■ Direction
Please copy the lines of the data below word for word, from the line with "the white window" up to and including the line with "pixel 445 260", and nothing else.

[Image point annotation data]
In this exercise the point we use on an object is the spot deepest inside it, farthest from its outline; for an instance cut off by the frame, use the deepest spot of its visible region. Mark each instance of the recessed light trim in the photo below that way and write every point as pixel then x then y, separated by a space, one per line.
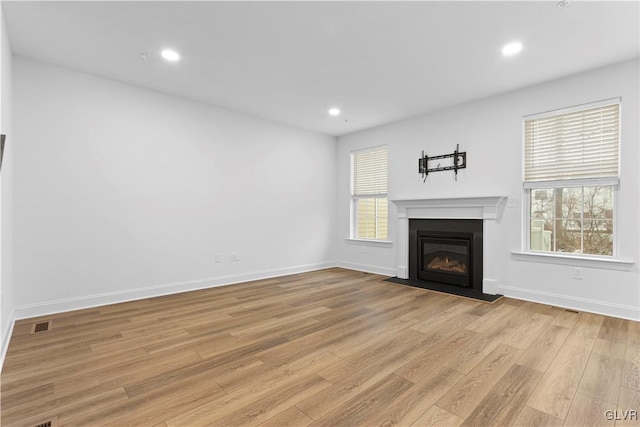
pixel 512 49
pixel 170 55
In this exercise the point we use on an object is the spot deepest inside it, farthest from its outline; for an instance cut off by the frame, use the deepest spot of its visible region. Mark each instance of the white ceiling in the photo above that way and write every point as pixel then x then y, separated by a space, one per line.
pixel 290 61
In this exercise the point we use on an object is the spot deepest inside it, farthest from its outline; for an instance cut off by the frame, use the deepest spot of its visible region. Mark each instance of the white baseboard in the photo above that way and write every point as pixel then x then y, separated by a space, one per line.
pixel 574 303
pixel 384 271
pixel 90 301
pixel 6 337
pixel 490 286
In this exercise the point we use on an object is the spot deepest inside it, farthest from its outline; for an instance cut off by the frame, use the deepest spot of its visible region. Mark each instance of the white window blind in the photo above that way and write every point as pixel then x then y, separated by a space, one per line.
pixel 578 144
pixel 370 172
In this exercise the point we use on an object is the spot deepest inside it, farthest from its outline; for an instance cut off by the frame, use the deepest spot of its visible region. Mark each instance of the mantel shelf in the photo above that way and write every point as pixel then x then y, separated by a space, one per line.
pixel 485 207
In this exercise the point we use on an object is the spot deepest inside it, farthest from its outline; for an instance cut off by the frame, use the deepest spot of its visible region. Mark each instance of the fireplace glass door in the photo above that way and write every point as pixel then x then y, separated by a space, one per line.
pixel 445 260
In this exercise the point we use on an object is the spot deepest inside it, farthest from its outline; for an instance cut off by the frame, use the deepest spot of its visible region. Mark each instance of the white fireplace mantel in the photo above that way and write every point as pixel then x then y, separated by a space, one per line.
pixel 489 209
pixel 454 207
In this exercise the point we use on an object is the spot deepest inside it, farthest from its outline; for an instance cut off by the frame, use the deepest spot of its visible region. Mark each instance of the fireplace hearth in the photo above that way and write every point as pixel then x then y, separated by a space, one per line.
pixel 446 251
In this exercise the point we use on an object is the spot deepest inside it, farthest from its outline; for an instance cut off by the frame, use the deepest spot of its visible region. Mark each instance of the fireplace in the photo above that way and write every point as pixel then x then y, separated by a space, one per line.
pixel 446 251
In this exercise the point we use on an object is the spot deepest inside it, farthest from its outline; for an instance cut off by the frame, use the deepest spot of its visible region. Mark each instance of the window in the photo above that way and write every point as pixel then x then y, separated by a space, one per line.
pixel 571 176
pixel 369 172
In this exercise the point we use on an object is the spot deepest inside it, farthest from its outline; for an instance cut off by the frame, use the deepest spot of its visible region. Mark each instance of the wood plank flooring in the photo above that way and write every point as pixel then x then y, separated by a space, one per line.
pixel 328 348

■ Solution
In this exercise the point we use on an object is the spot deepest inside it, farthest from its outline; for an instance cut off by the frame, use the deepest spot of its visible region. Mark each instance of the white window blind in the photo above that way and write every point as pixel then x then y, separated by a space, one per line.
pixel 578 144
pixel 370 172
In this exercise the point we use on an object is the spot deepest inside it, farthest from its outline; for an instance cut off by the frame, use the deepest spot of its visible region. Mark each instance of the mantel shelf in the photo above that way and write every point as pixel then x then y, separated by a space, one per line.
pixel 485 207
In this exercise the point we use on an object is the spot deepest inside it, farthest from its outline; for an instance cut off by the frame, use the deepest spot of its visible region. Mark each instance of the fireplace glass door in the photo above that way and write every point as pixel then x then y, separated by a space, one per line.
pixel 445 260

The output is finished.